Task statement.
Word for word, repeat the lines of the records from the one containing "Reviewer note: check that each instance of the green" through the last line, both included.

Image point annotation entries
· · · ·
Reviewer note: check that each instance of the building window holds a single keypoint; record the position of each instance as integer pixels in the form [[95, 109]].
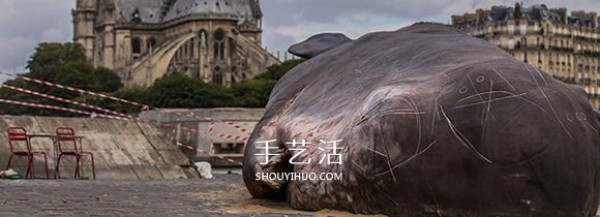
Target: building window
[[217, 75], [136, 45], [203, 40], [151, 44], [219, 46]]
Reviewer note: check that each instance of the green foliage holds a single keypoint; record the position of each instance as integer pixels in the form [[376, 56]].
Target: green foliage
[[66, 64], [60, 63]]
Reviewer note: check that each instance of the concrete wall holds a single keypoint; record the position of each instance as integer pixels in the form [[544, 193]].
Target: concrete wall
[[122, 150], [174, 121]]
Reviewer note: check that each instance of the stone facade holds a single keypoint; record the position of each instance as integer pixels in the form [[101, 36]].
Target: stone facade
[[216, 40], [565, 46]]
· · · ·
Task response.
Reviewer note: check that each instance of the green foliage holds a single keypoint; record the position of each instance as integer pixels in the form [[376, 56]].
Target: green foliage
[[66, 64], [60, 63]]
Reviewer note: check that each instance of the concrete wall holds a single keypoint; record the position of each instance as integer pixels in the form [[544, 193]].
Target: concrete wall
[[122, 150], [174, 121]]
Reviewer note: check that each instance of the stone facade holds a single keypoint; record the position of each instance as integer pixels in the form [[101, 36]].
Target: stone facade
[[216, 40], [565, 46]]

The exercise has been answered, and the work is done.